Please set down all the lines beneath this one exactly, without the pictures.

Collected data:

BEGIN

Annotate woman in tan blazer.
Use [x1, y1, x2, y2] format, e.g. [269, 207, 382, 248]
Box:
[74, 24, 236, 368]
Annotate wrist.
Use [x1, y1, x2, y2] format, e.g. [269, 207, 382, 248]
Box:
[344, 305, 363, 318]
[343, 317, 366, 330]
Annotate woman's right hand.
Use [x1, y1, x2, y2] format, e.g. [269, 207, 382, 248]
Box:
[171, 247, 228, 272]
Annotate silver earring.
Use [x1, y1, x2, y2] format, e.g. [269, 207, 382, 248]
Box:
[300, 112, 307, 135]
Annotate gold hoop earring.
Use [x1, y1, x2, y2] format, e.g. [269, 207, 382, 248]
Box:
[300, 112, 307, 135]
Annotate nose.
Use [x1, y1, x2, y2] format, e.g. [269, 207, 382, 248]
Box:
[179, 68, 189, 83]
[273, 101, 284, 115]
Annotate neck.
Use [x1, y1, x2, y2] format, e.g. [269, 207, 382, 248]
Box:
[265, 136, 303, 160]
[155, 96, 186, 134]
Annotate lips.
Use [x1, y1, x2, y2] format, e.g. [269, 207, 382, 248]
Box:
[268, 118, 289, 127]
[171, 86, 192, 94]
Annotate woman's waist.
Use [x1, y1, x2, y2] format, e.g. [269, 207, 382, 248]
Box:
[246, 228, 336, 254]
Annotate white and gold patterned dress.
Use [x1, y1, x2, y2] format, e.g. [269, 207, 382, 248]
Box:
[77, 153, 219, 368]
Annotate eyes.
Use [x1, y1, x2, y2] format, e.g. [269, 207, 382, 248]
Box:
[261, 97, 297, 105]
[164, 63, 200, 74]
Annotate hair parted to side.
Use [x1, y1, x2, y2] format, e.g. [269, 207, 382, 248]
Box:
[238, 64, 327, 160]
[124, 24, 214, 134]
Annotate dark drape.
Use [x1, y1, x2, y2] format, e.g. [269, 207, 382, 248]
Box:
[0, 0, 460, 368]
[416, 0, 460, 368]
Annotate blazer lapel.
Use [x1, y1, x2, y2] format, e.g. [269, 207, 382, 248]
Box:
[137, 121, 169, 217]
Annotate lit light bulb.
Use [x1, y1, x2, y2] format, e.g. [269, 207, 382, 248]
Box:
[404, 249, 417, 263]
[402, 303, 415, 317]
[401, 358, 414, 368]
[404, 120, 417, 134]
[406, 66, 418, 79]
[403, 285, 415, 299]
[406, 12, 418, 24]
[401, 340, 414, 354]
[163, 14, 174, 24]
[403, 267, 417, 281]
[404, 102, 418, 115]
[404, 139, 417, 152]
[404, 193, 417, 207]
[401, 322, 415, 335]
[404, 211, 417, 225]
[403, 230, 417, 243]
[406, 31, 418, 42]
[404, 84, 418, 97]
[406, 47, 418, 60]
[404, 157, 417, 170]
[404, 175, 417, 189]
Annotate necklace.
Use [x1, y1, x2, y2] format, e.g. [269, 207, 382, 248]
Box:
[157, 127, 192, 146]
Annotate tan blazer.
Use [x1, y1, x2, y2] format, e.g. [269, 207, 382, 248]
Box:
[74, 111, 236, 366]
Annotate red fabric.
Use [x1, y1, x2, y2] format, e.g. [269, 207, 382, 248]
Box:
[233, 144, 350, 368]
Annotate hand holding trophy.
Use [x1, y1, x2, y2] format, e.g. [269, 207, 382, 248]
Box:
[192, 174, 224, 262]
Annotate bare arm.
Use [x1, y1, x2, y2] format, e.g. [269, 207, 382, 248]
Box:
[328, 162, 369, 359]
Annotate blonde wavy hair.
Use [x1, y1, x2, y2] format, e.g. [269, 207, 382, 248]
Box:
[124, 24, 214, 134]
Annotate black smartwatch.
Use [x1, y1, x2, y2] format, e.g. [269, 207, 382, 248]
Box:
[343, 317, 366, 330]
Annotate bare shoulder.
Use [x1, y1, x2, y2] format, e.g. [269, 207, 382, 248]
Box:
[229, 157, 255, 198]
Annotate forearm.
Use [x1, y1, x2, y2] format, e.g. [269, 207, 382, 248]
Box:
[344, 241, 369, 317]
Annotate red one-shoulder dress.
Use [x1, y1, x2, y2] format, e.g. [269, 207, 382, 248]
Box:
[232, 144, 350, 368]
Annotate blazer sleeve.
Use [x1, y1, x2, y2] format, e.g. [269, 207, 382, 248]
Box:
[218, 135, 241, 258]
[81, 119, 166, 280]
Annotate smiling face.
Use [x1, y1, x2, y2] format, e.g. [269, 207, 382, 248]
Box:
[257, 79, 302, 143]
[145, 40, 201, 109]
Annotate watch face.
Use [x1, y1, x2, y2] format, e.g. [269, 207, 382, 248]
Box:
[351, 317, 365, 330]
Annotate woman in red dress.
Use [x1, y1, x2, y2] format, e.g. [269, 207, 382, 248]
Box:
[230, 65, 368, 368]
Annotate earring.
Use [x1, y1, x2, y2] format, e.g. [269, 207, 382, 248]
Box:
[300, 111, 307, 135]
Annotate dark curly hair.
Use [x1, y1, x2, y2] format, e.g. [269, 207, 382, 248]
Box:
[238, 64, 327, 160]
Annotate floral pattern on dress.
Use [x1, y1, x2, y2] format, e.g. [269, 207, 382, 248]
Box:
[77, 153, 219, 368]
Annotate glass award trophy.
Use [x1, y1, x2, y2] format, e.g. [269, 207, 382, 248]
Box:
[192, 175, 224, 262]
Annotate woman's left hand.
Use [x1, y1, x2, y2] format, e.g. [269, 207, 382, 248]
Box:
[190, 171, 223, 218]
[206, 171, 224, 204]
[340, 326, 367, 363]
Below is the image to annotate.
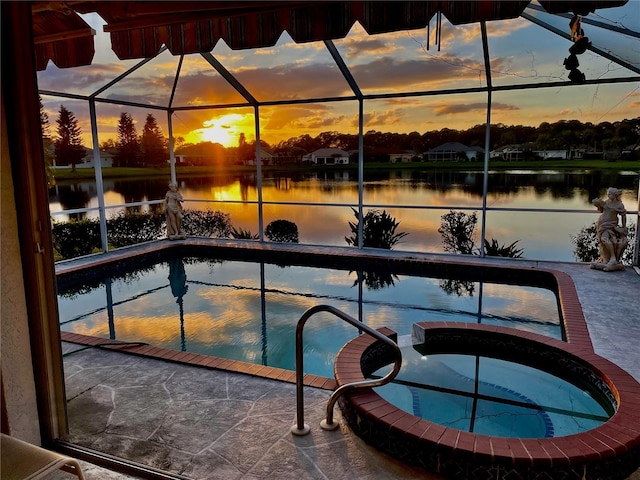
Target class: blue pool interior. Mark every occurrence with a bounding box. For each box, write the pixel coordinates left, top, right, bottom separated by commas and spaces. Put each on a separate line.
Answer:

END

Result of this task:
Annotate woman in tan blazer.
Use [x1, y1, x2, y2] format, e.g. [269, 207, 382, 248]
Box:
[74, 24, 236, 368]
Annotate wrist.
Use [x1, y1, x2, y2] format, e.g. [269, 207, 382, 248]
Box:
[344, 305, 363, 318]
[343, 317, 366, 330]
Annotate woman's right hand.
Use [x1, y1, x2, y2] format, e.g. [269, 207, 382, 248]
Box:
[171, 247, 228, 272]
Annotate silver earring.
Use [x1, y1, x2, y2] format, e.g. [269, 207, 382, 248]
Box:
[300, 112, 307, 135]
Annotate gold hoop earring.
Use [x1, y1, x2, y2] format, e.g. [269, 207, 382, 248]
Box:
[300, 112, 307, 135]
Annotate nose.
Use [x1, y1, x2, y2] format, e.g. [269, 207, 382, 248]
Box:
[179, 68, 189, 83]
[273, 101, 284, 115]
Annotate neck.
Use [x1, y1, x2, y2] format, e.g. [269, 207, 382, 248]
Box:
[265, 136, 303, 160]
[155, 96, 186, 134]
Annotate lips.
Use [x1, y1, x2, y2] format, e.g. [269, 207, 382, 248]
Box:
[268, 118, 289, 127]
[171, 86, 192, 94]
Annotate woman's waist.
Use [x1, y1, x2, y2] format, e.g. [269, 207, 382, 248]
Box:
[246, 228, 336, 254]
Annotate white and gold patterned dress.
Use [x1, y1, x2, y2] format, e.g. [269, 207, 382, 248]
Box:
[77, 153, 219, 368]
Annotate eyes.
Use [x1, y1, x2, y2] format, e.g. [269, 207, 382, 248]
Box:
[261, 97, 297, 105]
[164, 63, 200, 74]
Annotate hair parted to side.
Use [x1, y1, x2, y2] format, e.g. [269, 207, 382, 248]
Box:
[238, 64, 327, 160]
[124, 24, 214, 134]
Annotate dark drape.
Use [x1, y1, x2, y2] format, e.g. [269, 207, 382, 248]
Box:
[0, 0, 460, 368]
[416, 0, 460, 368]
Annotate blazer lapel.
Use [x1, y1, x2, y2] format, e.g. [269, 207, 382, 248]
Box:
[137, 121, 169, 217]
Annotate lit light bulb.
Use [x1, y1, x2, y2] format, e.g. [269, 207, 382, 248]
Box:
[404, 249, 417, 263]
[402, 303, 415, 317]
[401, 358, 414, 368]
[404, 120, 417, 134]
[406, 66, 418, 79]
[403, 285, 415, 299]
[406, 12, 418, 24]
[401, 340, 414, 354]
[163, 14, 174, 24]
[403, 267, 417, 281]
[404, 102, 418, 115]
[404, 139, 417, 152]
[404, 193, 417, 207]
[401, 322, 415, 335]
[404, 211, 417, 225]
[403, 230, 417, 243]
[406, 31, 418, 42]
[404, 84, 418, 97]
[406, 47, 418, 60]
[404, 157, 417, 170]
[404, 175, 417, 189]
Annotate necklace.
Use [x1, y1, x2, y2] format, e.g. [269, 207, 382, 248]
Box:
[157, 127, 192, 146]
Annotate tan blazer.
Use [x1, y1, x2, y2] format, e.g. [269, 207, 382, 248]
Box:
[74, 111, 236, 366]
Annotate red fabric.
Use [x1, y1, x2, y2] format, e.g. [269, 207, 382, 248]
Box:
[233, 144, 350, 368]
Annotate hand holding trophy.
Use [x1, y1, x2, y2] format, e.g. [269, 207, 382, 248]
Box:
[192, 174, 224, 262]
Annotate bare arm.
Use [x1, y1, x2, y2] format, e.g. [269, 207, 382, 248]
Box:
[328, 162, 369, 359]
Annotate blonde wavy hair.
Use [x1, y1, x2, y2] format, e.g. [269, 207, 382, 248]
Box:
[124, 24, 214, 134]
Annotate black smartwatch.
Use [x1, y1, x2, y2] format, e.g. [269, 207, 382, 248]
Box:
[343, 317, 366, 330]
Annotate bare shoulder.
Use [x1, y1, x2, y2] format, e.g. [269, 207, 382, 248]
Box:
[229, 157, 255, 198]
Annotate forearm.
Use [x1, y1, x2, y2] format, e.g. [269, 207, 382, 248]
Box:
[344, 241, 369, 317]
Annotate red one-shoulder dress.
Use [x1, y1, x2, y2] format, e.g. [269, 207, 382, 248]
Box:
[232, 144, 350, 368]
Annotate blazer sleeve.
Use [x1, y1, x2, y2] format, e.g. [269, 207, 382, 248]
Box:
[218, 135, 241, 258]
[81, 119, 166, 280]
Annotate smiling face.
Use [x1, y1, x2, y2] format, e.g. [269, 207, 382, 248]
Box:
[257, 79, 302, 143]
[145, 40, 201, 109]
Annotate watch face.
Use [x1, y1, x2, y2] format, e.g. [269, 207, 382, 248]
Box:
[351, 317, 365, 330]
Annotate woman in red dress.
Use [x1, y1, x2, y2] format, e.g. [269, 207, 382, 248]
Box:
[230, 65, 368, 368]
Annotate earring.
Use [x1, y1, x2, y2] format, e.g. [269, 207, 382, 248]
Box:
[300, 111, 307, 135]
Annotate dark curly hair.
Use [x1, y1, x2, y2] format, e.g. [269, 207, 382, 248]
Box:
[238, 64, 327, 160]
Annotate floral pattern on dress.
Use [x1, y1, x2, y2] format, e.g. [269, 207, 382, 248]
Box:
[77, 153, 219, 368]
Annotate glass award trophy.
Use [x1, y1, x2, y2] format, e.g. [269, 207, 382, 248]
Box:
[192, 175, 224, 262]
Annotate woman's left hand.
Use [x1, y1, x2, y2] format, e.g. [269, 207, 382, 248]
Box:
[190, 171, 223, 218]
[206, 171, 224, 204]
[340, 326, 367, 363]
Below is the image to annotate.
Target class: blue pool interior. Mark every occurrence with a bounding box. For each box, write the pixel coordinates left, top, right, bottom separated by commas and spaces. Put each on a separate line.
Answer:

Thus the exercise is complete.